-- begin --

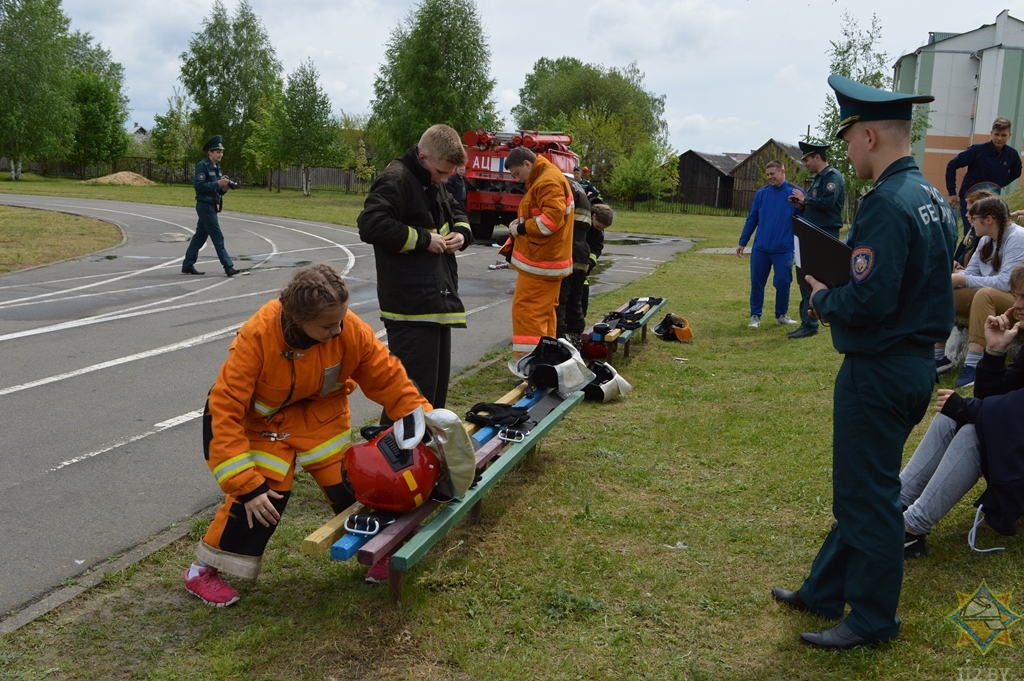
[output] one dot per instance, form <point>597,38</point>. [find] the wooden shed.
<point>750,176</point>
<point>706,178</point>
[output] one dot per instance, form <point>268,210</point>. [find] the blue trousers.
<point>805,293</point>
<point>761,263</point>
<point>877,402</point>
<point>207,227</point>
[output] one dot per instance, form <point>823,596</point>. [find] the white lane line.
<point>351,256</point>
<point>190,342</point>
<point>164,425</point>
<point>113,316</point>
<point>70,279</point>
<point>184,418</point>
<point>98,294</point>
<point>164,265</point>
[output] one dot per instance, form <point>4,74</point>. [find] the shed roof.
<point>723,163</point>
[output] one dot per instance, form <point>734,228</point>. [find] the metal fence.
<point>321,179</point>
<point>688,200</point>
<point>286,177</point>
<point>693,201</point>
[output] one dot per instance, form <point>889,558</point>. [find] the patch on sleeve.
<point>863,261</point>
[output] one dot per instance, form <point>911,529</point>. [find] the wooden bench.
<point>423,527</point>
<point>625,337</point>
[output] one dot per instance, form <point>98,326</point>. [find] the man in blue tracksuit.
<point>991,165</point>
<point>770,215</point>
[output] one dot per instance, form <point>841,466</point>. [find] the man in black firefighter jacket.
<point>416,227</point>
<point>570,317</point>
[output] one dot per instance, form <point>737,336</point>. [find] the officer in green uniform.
<point>896,304</point>
<point>822,206</point>
<point>210,188</point>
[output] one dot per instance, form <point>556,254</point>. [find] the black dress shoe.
<point>791,598</point>
<point>803,332</point>
<point>837,638</point>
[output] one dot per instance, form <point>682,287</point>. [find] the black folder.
<point>819,254</point>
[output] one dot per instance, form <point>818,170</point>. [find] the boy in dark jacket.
<point>416,227</point>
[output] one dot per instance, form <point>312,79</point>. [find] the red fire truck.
<point>493,194</point>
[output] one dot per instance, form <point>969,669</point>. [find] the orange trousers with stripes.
<point>229,544</point>
<point>535,307</point>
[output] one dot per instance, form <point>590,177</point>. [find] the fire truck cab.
<point>493,194</point>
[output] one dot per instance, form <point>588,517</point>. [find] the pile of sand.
<point>124,177</point>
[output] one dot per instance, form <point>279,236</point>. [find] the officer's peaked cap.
<point>863,102</point>
<point>217,141</point>
<point>809,149</point>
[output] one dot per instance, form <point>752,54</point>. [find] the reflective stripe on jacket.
<point>400,212</point>
<point>257,378</point>
<point>547,213</point>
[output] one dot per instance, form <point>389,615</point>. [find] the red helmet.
<point>386,477</point>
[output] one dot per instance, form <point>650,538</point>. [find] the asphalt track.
<point>105,362</point>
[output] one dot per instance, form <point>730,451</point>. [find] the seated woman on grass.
<point>982,289</point>
<point>282,399</point>
<point>972,436</point>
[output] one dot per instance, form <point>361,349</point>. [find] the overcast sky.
<point>734,73</point>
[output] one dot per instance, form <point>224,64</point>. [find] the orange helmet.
<point>385,477</point>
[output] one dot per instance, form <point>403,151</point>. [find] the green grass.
<point>30,238</point>
<point>725,458</point>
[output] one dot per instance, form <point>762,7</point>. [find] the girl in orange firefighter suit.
<point>282,398</point>
<point>541,242</point>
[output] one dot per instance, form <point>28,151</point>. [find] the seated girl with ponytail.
<point>982,289</point>
<point>282,399</point>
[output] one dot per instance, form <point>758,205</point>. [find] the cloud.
<point>733,74</point>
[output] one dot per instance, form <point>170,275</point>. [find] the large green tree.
<point>645,172</point>
<point>100,103</point>
<point>228,68</point>
<point>37,118</point>
<point>856,55</point>
<point>176,135</point>
<point>264,150</point>
<point>436,70</point>
<point>608,112</point>
<point>309,135</point>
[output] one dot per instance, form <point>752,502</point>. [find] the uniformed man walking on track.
<point>211,185</point>
<point>897,303</point>
<point>822,206</point>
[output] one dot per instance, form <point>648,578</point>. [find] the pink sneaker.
<point>379,571</point>
<point>209,587</point>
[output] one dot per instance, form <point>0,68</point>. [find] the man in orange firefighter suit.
<point>282,399</point>
<point>541,242</point>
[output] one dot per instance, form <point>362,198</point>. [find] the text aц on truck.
<point>493,194</point>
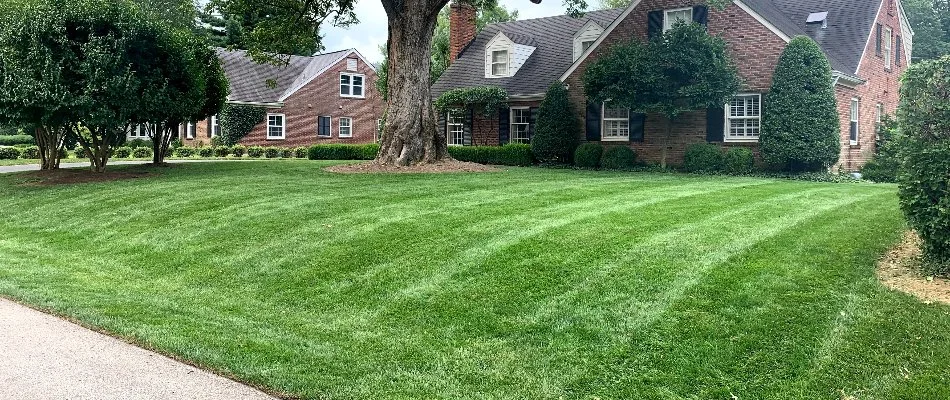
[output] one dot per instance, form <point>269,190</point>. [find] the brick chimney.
<point>461,27</point>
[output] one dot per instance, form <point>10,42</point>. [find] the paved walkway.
<point>44,357</point>
<point>36,167</point>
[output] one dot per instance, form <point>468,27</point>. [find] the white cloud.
<point>370,33</point>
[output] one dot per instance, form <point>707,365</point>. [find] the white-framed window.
<point>323,126</point>
<point>743,118</point>
<point>499,63</point>
<point>275,126</point>
<point>520,125</point>
<point>351,85</point>
<point>615,124</point>
<point>672,17</point>
<point>346,126</point>
<point>888,45</point>
<point>855,117</point>
<point>215,126</point>
<point>455,127</point>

-- end --

(Task instructions): Please output every line of the records above as a JSON list of strings, one string per line, with blank lines left out. Leave the pictures out of the answer.

(Expected answer):
[
  "[output] one dot per instance, form <point>597,38</point>. [find] the wooden shed.",
  "<point>750,176</point>",
  "<point>706,178</point>",
  "[output] one dot per instance, form <point>268,210</point>. [find] the blue trousers.",
  "<point>805,293</point>",
  "<point>761,263</point>",
  "<point>877,402</point>",
  "<point>207,227</point>",
  "[output] one dot per instance, form <point>823,596</point>. [find] the white lane line.",
  "<point>351,256</point>",
  "<point>190,342</point>",
  "<point>164,425</point>",
  "<point>113,316</point>",
  "<point>70,279</point>",
  "<point>184,418</point>",
  "<point>98,294</point>",
  "<point>164,265</point>",
  "[output] one dot per instance, form <point>4,74</point>. [find] the shed roof.",
  "<point>723,163</point>",
  "[output] one dot per instance, form <point>734,228</point>. [find] the metal fence.",
  "<point>321,179</point>",
  "<point>688,200</point>",
  "<point>286,177</point>",
  "<point>693,201</point>",
  "[output] one dot per instance, form <point>889,558</point>. [find] the patch on sleeve.",
  "<point>863,261</point>",
  "[output] one dot per instance, form <point>911,529</point>. [find] the wooden bench.",
  "<point>423,527</point>",
  "<point>625,337</point>",
  "[output] one dot per instance, form <point>98,326</point>. [find] the man in blue tracksuit.",
  "<point>991,165</point>",
  "<point>770,215</point>",
  "[output] one dot per instance, form <point>841,466</point>. [find] the man in black firefighter jacket.",
  "<point>416,227</point>",
  "<point>570,317</point>",
  "[output] one dot per instance, form <point>737,336</point>. [find] the officer in green uniform.",
  "<point>896,304</point>",
  "<point>822,206</point>",
  "<point>210,188</point>",
  "[output] one dot per instance, form <point>556,254</point>. [find] the black dress shoe.",
  "<point>791,598</point>",
  "<point>803,332</point>",
  "<point>837,638</point>",
  "[output] one dot per instance, form <point>682,287</point>. [find] the black folder.",
  "<point>819,254</point>",
  "[output] one dot per instance, form <point>818,170</point>. [find] the boy in dark jacket.",
  "<point>416,227</point>",
  "[output] one dot per instance, form <point>312,79</point>. [find] the red fire truck.",
  "<point>493,194</point>",
  "[output] one dot per instance, form <point>969,669</point>. [find] the orange trousers with stripes.",
  "<point>229,544</point>",
  "<point>535,307</point>",
  "[output] one dot per instance, form <point>590,177</point>. [find] the fire truck cab.",
  "<point>493,194</point>",
  "[output] one dot per instance, form <point>588,517</point>. [find] the pile of sand.",
  "<point>124,177</point>",
  "[output] one dot per instance, form <point>279,236</point>. [find] the officer's peaked cap.",
  "<point>863,102</point>",
  "<point>217,141</point>",
  "<point>809,149</point>",
  "[output] one dot per instance, form <point>752,54</point>. [find] the reflective stripe on jacket.",
  "<point>400,212</point>",
  "<point>257,378</point>",
  "<point>547,213</point>",
  "[output] one dot per instance, form <point>389,615</point>. [find] the red helmet.",
  "<point>386,477</point>",
  "[output] one dot per instance, form <point>650,538</point>. [find] the asphalt track.",
  "<point>105,362</point>",
  "[output] one dot per instance, form <point>730,451</point>. [find] the seated woman on grass.",
  "<point>982,289</point>",
  "<point>282,399</point>",
  "<point>972,436</point>",
  "[output] one dot per instance, form <point>361,349</point>. [find] the overcast sky.",
  "<point>734,73</point>",
  "[output] one dot per instance, form <point>224,64</point>. [find] the orange helmet.",
  "<point>385,477</point>",
  "[output] one dot per instance, form <point>403,151</point>. [find] the green grass.",
  "<point>30,238</point>",
  "<point>725,458</point>",
  "[output] one dot per instance, form <point>762,7</point>. [find] the girl in orange firefighter suit.",
  "<point>282,398</point>",
  "<point>541,242</point>",
  "[output] one dot per instance, form <point>28,151</point>. [find] the seated girl with ponytail.",
  "<point>982,289</point>",
  "<point>282,399</point>",
  "[output] one dot per instance, form <point>758,205</point>. [find] the cloud.",
  "<point>733,74</point>",
  "[output] one dot per instance, form <point>170,275</point>. [find] the large green tree.",
  "<point>645,172</point>",
  "<point>100,103</point>",
  "<point>228,68</point>",
  "<point>37,118</point>",
  "<point>856,55</point>",
  "<point>176,135</point>",
  "<point>264,150</point>",
  "<point>436,70</point>",
  "<point>608,112</point>",
  "<point>309,135</point>",
  "[output] one dot per instance, form <point>752,502</point>. [find] the uniformed man walking on track.",
  "<point>211,185</point>",
  "<point>897,303</point>",
  "<point>822,206</point>",
  "[output] one dot per instance, form <point>648,578</point>. [find] the pink sneaker.",
  "<point>379,571</point>",
  "<point>209,587</point>",
  "[output] one dot per instance, form <point>0,68</point>. [find] the man in orange firefighter suit.",
  "<point>282,399</point>",
  "<point>541,242</point>",
  "[output] one dot per instance, form <point>362,198</point>. [find] the text aц on truck.",
  "<point>493,194</point>",
  "[output] one dot per instance, form <point>269,190</point>. [find] the brick chimney.",
  "<point>461,27</point>",
  "[output] one dot per instance, form <point>10,42</point>. [find] the paved walkway.",
  "<point>44,357</point>",
  "<point>36,167</point>",
  "[output] one dot per instance, form <point>468,27</point>. [find] the white cloud.",
  "<point>370,33</point>",
  "[output] one dot per instance, form <point>707,365</point>. [find] the white-framed window.",
  "<point>323,126</point>",
  "<point>743,118</point>",
  "<point>499,63</point>",
  "<point>275,126</point>",
  "<point>520,125</point>",
  "<point>351,85</point>",
  "<point>615,124</point>",
  "<point>672,17</point>",
  "<point>346,126</point>",
  "<point>888,45</point>",
  "<point>855,117</point>",
  "<point>215,126</point>",
  "<point>455,127</point>"
]